SECURITIES AND EXCHANGE COMMISSION

Washington, D.C. 20549

 

FORM 8-K

 

CURRENT REPORT

Pursuant to Section 13 or 15(d) of the

Securities Exchange Act of 1934

Date of Report (Date of earliest event reported):  April 15, 2020

 

UNIFI, INC.

(Exact name of registrant as specified in its charter)

 

 

New York
(State or other jurisdiction
of incorporation)

1-10542

(Commission
File Number)

11-2165495
(IRS Employer
Identification No.)

 

7201 West Friendly Avenue

Greensboro, North Carolina
(Address of principal executive offices)

 


 

27410
(Zip Code)

 

Registrant’s telephone number, including area code:  (336) 294-4410

 

Check the appropriate box below if the Form 8-K filing is intended to simultaneously satisfy the filing obligation of the registrant under any of the following provisions:

 

Written communications pursuant to Rule 425 under the Securities Act (17 CFR 230.425)

Soliciting material pursuant to Rule 14a-12 under the Exchange Act (17 CFR 240.14a-12)

» **INSTRUCTION 1**
Rescale the coordinates in the answers of the records, from the first line of the records through the line containing "103), (51, 98)]", both ends included, by multiplying each coordinate by 1.85 and rounding to a whole number, with halves rounded up. Give all of those lines again, requests included.
The Form 8-K excerpt above and the records that follow are separate material.

» **DATASET RECORDS**
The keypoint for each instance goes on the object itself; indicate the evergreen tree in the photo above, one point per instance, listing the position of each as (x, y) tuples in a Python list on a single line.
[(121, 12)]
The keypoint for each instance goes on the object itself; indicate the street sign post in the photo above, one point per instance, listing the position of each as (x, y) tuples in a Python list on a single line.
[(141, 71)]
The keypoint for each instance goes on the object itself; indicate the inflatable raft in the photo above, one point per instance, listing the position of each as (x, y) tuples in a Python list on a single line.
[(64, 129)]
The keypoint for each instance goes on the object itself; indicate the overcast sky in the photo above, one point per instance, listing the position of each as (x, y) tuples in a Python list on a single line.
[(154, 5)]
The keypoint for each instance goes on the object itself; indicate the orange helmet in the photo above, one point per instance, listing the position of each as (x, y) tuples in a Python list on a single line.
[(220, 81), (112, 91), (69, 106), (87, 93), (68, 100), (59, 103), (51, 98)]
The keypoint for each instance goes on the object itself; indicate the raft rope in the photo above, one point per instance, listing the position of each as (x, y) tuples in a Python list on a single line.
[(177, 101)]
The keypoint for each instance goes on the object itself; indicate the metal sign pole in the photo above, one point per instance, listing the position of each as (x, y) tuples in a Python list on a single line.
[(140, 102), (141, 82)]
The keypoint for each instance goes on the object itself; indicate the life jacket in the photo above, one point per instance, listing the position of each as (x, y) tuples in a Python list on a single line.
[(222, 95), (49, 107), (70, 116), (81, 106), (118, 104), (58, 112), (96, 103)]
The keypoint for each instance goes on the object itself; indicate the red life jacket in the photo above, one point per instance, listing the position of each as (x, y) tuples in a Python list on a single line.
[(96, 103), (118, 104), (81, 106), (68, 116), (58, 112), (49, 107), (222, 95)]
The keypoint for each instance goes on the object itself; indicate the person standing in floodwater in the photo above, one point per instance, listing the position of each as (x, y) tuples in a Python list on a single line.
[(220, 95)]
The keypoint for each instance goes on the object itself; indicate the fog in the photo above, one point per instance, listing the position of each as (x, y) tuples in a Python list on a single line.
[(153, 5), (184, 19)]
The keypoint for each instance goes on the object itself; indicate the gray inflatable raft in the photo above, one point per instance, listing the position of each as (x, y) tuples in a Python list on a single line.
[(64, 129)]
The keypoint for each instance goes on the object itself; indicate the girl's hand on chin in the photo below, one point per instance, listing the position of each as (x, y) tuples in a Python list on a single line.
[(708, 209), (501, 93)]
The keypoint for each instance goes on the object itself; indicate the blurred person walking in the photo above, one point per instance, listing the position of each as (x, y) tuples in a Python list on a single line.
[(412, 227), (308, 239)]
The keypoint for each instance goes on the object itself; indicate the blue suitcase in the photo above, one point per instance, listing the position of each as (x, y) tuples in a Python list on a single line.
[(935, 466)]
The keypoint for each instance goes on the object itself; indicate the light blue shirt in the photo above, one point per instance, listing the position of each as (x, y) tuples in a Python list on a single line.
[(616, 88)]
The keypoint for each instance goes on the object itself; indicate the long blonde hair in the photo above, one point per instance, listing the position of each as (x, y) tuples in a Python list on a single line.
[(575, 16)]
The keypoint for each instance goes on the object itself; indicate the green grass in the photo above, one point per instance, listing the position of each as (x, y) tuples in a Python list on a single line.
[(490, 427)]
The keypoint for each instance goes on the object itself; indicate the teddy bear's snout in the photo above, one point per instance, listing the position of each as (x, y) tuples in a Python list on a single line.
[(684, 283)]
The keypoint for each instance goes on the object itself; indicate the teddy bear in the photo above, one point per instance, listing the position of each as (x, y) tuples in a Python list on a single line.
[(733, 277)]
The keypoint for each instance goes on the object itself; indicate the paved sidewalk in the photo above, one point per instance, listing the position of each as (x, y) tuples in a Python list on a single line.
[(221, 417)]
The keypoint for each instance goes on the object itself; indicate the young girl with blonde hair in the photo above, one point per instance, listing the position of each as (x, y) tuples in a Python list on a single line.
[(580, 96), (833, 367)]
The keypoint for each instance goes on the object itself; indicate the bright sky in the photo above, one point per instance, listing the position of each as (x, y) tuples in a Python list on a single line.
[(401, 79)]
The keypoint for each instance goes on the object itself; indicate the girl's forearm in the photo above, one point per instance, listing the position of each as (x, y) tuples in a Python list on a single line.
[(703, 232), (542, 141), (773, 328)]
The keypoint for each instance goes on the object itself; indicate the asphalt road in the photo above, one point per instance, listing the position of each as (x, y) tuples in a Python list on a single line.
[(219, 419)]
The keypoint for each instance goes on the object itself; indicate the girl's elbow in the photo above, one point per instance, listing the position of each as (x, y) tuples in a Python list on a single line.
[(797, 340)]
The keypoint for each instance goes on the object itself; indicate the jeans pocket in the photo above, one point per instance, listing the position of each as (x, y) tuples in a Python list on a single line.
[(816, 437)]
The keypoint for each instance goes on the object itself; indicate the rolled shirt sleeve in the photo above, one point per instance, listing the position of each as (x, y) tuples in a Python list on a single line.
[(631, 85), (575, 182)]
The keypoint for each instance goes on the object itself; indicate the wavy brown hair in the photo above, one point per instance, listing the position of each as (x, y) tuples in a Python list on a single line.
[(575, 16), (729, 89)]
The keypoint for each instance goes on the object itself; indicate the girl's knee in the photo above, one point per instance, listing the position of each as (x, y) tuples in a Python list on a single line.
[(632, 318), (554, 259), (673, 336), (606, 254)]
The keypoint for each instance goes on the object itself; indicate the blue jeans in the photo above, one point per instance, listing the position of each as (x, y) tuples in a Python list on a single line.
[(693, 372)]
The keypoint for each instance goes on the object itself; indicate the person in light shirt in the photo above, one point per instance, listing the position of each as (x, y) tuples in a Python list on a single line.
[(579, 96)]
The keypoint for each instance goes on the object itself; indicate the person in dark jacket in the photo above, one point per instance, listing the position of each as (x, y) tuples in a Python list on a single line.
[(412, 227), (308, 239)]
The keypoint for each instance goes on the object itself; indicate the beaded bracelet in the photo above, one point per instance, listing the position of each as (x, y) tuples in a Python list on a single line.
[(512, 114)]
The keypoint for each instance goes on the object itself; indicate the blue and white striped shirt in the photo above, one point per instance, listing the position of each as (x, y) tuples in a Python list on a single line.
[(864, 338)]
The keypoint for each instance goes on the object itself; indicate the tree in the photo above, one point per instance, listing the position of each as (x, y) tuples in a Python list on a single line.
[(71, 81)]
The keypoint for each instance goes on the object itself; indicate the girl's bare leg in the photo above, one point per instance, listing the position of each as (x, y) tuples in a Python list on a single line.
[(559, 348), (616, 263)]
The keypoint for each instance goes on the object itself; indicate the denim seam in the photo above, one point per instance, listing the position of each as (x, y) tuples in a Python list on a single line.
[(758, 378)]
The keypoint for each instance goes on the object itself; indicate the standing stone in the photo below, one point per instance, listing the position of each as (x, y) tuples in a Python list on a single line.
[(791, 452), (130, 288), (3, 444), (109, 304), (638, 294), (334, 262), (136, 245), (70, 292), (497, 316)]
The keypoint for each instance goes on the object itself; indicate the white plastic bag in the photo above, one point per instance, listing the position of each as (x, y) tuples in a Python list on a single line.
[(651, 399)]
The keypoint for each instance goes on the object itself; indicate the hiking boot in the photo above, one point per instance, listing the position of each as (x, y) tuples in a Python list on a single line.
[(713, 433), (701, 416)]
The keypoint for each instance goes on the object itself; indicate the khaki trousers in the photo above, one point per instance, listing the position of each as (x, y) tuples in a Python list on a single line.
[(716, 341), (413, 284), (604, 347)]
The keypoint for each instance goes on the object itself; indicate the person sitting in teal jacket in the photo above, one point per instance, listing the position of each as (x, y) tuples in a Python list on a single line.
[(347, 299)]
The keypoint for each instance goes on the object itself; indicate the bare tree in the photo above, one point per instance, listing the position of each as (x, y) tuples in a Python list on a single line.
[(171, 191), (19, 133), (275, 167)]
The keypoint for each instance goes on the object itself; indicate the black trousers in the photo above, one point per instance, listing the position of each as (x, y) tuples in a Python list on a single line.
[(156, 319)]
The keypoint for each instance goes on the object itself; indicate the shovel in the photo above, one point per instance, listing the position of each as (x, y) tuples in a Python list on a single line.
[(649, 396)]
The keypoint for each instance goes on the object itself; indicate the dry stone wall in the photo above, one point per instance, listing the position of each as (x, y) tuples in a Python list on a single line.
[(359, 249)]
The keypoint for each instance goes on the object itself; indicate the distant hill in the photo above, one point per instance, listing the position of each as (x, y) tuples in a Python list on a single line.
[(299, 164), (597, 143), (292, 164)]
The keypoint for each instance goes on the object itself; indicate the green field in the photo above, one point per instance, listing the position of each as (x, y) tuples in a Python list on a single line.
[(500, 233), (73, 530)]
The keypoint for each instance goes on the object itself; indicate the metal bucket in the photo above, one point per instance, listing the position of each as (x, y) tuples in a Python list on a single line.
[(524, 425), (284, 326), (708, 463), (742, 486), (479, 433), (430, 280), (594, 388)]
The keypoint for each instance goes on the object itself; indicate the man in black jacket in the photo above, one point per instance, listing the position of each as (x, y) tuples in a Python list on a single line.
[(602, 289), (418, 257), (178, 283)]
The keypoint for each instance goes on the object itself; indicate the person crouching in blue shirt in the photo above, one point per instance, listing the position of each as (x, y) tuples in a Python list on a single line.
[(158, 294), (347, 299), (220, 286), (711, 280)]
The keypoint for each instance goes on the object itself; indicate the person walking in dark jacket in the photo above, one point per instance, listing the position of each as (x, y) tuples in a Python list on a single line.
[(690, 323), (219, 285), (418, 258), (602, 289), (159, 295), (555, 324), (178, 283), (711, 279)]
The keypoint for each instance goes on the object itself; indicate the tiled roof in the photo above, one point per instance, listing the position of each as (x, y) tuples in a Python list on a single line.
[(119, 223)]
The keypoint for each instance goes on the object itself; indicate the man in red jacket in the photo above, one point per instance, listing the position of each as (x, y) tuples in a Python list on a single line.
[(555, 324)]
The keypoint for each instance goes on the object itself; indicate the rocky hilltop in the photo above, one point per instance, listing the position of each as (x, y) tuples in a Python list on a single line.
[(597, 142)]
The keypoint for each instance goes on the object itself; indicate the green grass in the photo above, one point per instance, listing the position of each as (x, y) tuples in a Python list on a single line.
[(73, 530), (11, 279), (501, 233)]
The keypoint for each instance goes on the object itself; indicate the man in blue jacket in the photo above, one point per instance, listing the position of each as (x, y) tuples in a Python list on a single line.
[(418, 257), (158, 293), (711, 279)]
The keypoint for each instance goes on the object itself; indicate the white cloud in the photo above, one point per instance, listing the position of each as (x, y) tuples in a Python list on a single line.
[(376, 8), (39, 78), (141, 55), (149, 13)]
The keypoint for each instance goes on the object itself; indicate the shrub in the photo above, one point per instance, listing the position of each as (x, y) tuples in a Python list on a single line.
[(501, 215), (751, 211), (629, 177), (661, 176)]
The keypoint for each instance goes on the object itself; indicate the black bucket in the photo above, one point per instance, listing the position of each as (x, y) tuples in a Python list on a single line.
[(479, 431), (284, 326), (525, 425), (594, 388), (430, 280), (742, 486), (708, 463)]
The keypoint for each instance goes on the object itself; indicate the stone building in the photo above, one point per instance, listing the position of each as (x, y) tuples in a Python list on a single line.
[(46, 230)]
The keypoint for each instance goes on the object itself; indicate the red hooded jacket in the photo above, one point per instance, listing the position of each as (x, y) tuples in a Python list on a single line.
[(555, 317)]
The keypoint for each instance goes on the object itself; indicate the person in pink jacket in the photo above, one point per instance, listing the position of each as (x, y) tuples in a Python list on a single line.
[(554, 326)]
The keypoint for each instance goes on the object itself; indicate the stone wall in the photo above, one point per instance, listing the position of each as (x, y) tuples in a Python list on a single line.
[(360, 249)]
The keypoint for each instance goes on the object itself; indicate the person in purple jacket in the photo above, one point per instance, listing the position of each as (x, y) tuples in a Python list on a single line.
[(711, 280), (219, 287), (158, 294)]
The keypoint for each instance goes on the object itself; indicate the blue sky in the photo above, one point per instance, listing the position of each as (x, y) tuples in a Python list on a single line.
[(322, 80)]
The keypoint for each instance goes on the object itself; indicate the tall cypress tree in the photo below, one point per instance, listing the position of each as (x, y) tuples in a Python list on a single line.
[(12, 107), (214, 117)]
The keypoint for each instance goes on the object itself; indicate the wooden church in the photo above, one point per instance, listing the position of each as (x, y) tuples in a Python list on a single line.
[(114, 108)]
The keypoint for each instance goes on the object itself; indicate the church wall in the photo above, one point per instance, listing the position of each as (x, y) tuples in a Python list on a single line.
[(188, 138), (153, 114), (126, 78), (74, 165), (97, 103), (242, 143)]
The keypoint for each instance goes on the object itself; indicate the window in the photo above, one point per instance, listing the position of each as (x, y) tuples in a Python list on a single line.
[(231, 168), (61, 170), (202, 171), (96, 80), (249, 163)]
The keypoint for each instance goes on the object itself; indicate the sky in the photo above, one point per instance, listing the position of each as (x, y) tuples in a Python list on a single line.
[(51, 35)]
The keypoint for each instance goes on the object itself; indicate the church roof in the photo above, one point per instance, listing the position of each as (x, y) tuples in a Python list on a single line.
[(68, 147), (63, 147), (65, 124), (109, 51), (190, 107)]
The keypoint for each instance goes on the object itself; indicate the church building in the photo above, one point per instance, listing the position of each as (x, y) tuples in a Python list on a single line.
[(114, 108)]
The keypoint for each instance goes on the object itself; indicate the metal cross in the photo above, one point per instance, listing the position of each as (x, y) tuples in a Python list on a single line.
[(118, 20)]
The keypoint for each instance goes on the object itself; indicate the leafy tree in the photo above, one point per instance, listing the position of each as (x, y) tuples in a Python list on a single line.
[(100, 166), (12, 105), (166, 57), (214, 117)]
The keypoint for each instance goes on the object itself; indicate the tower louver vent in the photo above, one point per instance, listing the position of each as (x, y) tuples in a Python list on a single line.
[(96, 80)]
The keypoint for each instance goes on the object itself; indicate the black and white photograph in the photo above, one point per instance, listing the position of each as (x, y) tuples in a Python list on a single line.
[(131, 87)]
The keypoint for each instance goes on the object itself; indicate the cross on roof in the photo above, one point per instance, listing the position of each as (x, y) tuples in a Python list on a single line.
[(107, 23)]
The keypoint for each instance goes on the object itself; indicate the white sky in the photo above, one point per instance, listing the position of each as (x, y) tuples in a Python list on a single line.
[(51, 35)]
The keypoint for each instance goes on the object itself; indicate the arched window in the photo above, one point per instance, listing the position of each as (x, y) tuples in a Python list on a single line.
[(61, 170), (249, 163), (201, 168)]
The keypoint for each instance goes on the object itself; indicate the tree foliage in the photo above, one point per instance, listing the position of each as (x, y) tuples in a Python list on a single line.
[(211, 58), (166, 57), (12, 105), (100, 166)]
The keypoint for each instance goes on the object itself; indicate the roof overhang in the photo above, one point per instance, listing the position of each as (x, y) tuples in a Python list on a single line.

» **INSTRUCTION 2**
Say whether each statement agrees with the Form 8-K excerpt, answering yes or no and quoting the deciding words: (a) Unifi, Inc. has its principal executive offices in Washington, D.C.; (b) the earliest event reported is dated April 15, 2020; (c) the registrant's telephone number is (336) 294-4410.

» **WORKED SOLUTION 1**
The keypoint for each instance goes on the object itself; indicate the evergreen tree in the photo above, one point per instance, listing the position of each as (x, y) tuples in a Python list on a single line.
[(224, 22)]
The keypoint for each instance goes on the object itself; indicate the street sign post in the photo above, one point per instance, listing the position of each as (x, y) tuples in a Python list on a single line.
[(261, 131)]
The keypoint for each instance goes on the object itself; indicate the inflatable raft in the photo above, one point per instance, listing the position of each as (x, y) tuples in a Python list on a single line.
[(118, 239)]
The keypoint for each instance goes on the object itself; indicate the overcast sky in the photo above, one point per instance, listing the position of each as (x, y) tuples in a Python list on a single line.
[(285, 9)]
The keypoint for each instance goes on the object itself; indicate the orange helmet in the photo above, one point per instance, listing the position of each as (x, y) tuples in a Python list on a single line.
[(407, 150), (207, 168), (128, 196), (161, 172), (126, 185), (109, 191), (94, 181)]

» **WORKED SOLUTION 2**
(a) No: "Greensboro, North Carolina"
(b) Yes: "Date of Report (Date of earliest event reported):  April 15, 2020"
(c) Yes: "Registrant’s telephone number, including area code:  (336) 294-4410"